═══ Exercise input ═══

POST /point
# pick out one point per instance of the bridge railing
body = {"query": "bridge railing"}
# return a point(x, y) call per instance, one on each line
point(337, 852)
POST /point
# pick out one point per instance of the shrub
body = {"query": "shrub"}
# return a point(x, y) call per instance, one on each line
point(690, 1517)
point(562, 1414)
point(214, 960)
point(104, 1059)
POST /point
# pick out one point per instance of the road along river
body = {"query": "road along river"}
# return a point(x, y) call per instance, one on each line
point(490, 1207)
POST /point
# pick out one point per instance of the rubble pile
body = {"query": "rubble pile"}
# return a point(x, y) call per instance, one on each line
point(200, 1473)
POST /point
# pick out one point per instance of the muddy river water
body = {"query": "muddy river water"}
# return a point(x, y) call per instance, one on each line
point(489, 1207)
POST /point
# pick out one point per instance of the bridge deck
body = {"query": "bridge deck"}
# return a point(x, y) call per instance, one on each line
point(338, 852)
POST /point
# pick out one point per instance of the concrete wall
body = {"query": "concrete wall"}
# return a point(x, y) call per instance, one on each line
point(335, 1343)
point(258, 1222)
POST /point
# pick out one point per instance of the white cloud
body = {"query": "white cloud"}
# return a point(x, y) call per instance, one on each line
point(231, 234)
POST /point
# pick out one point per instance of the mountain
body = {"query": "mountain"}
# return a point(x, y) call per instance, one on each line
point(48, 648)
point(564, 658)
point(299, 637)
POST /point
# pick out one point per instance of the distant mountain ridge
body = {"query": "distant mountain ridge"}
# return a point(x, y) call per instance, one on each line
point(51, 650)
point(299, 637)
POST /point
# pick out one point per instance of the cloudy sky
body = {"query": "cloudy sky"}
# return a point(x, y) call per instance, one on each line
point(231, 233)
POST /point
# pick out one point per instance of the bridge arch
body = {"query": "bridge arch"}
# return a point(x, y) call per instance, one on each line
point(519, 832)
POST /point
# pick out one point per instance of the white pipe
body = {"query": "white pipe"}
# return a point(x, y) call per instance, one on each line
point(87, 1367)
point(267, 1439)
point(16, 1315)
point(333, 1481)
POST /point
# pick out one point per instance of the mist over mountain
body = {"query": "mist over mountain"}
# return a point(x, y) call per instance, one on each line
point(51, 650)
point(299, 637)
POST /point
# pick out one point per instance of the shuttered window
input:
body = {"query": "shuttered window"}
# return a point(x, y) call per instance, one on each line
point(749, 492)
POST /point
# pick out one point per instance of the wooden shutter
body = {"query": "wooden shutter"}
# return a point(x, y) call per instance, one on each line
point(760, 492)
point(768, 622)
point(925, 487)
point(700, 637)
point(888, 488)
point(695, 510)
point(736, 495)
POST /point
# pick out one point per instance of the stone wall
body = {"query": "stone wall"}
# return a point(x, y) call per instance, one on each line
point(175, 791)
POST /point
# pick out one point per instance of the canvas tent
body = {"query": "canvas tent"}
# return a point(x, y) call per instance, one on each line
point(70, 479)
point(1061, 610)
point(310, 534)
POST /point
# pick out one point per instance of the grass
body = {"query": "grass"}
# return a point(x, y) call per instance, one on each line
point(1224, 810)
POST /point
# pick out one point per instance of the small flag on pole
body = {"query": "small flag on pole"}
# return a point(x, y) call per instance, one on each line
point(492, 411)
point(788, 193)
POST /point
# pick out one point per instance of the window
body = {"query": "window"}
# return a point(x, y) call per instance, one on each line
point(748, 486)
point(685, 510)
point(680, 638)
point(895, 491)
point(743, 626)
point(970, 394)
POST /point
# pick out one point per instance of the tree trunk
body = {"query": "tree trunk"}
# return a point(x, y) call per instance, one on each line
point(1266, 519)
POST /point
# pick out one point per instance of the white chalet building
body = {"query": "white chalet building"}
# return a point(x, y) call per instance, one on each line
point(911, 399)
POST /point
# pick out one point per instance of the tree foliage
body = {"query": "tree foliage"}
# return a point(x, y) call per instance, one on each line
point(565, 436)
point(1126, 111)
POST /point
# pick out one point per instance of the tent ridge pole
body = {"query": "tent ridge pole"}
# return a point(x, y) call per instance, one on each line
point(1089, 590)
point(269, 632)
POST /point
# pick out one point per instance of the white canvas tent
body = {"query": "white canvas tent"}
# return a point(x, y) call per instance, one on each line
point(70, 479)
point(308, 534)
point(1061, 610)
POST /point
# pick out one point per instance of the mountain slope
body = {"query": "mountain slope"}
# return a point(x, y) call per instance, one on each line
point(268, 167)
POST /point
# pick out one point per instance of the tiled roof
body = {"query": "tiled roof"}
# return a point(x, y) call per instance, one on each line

═══

▸ Work instructions
Count the lines of the records above that contain the string "pile", treating uppercase and lowercase as distinct, and give only the resulting number.

▸ Task answer
2